**Text passage:**
# Plywood Slingshot



## WishBone

Made this slingshot the other day from some scrap birch plywood and downrigger tubing I found at a local sporting goods store. The tubing measures the same as 4070.

The tubing is held with two slots on the side of the fork and has about a 30" draw. The slots make it easy to adjust the tubing length or swap another pouch/tube set that is doubled 3060.

I wrap the tabs on the sides of the pouch and push into the tubing and wrap again with linen string. I don't like the holes punched in the pouch and want the bands to look neat.
Took about an hour to make and is 5.5" tall by 4" wide.

Have shot it a little before work and it has a lot of potential once it learns how to be shot.


----------



## AZ Stinger

Nice job there, gotta get to makin some myself...


----------



## All Buns Glazing

ERMERGHERD!!!!
Nice tube setup, man! I've been thinking about the best method for attaching single tubes OTF/TTF. That looks really good. How many shots have you put through it, my concerns would be
a) snapping off that tab







the bands working themselves out of that groove.

Do they work themselves out like bands tend to do on the whammo?


----------



## Sean

Nice slingshot and photo. Welcome to the forum.


----------



## WishBone

Thanks! The tube holds on to the tab very well. I made a test piece before trying it on the real thing. It was a single tube with a patch of leather attached to the tab. It sat on my desk for a week and I was constantly pulling and snapping it. Holds like a champ. the tab flares out and creates a "knob" when rolled and pshed in the tube with needle nose plyers.

**Goal:** Copy out the entire plywood slingshot thread word for word. You won't need the lines for any of this.

**Raw data:**
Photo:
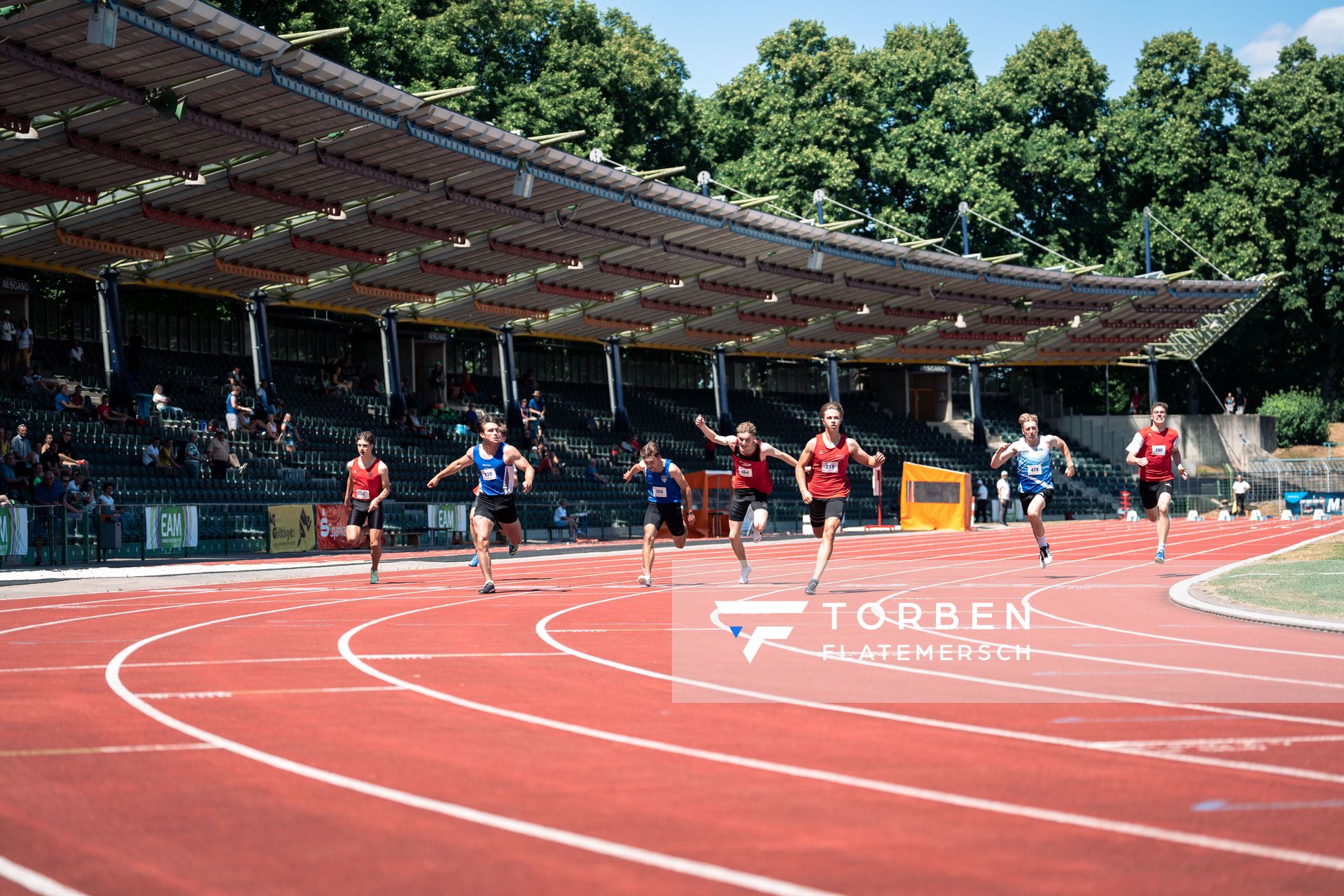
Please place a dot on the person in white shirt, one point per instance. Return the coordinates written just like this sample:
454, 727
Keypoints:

**Full output:**
# Plywood Slingshot



## WishBone

Made this slingshot the other day from some scrap birch plywood and downrigger tubing I found at a local sporting goods store. The tubing measures the same as 4070.

The tubing is held with two slots on the side of the fork and has about a 30" draw. The slots make it easy to adjust the tubing length or swap another pouch/tube set that is doubled 3060.

I wrap the tabs on the sides of the pouch and push into the tubing and wrap again with linen string. I don't like the holes punched in the pouch and want the bands to look neat.
Took about an hour to make and is 5.5" tall by 4" wide.

Have shot it a little before work and it has a lot of potential once it learns how to be shot.


----------



## AZ Stinger

Nice job there, gotta get to makin some myself...


----------



## All Buns Glazing

ERMERGHERD!!!!
Nice tube setup, man! I've been thinking about the best method for attaching single tubes OTF/TTF. That looks really good. How many shots have you put through it, my concerns would be
a) snapping off that tab







the bands working themselves out of that groove.

Do they work themselves out like bands tend to do on the whammo?


----------



## Sean

Nice slingshot and photo. Welcome to the forum.


----------



## WishBone

Thanks! The tube holds on to the tab very well. I made a test piece before trying it on the real thing. It was a single tube with a patch of leather attached to the tab. It sat on my desk for a week and I was constantly pulling and snapping it. Holds like a champ. the tab flares out and creates a "knob" when rolled and pshed in the tube with needle nose plyers.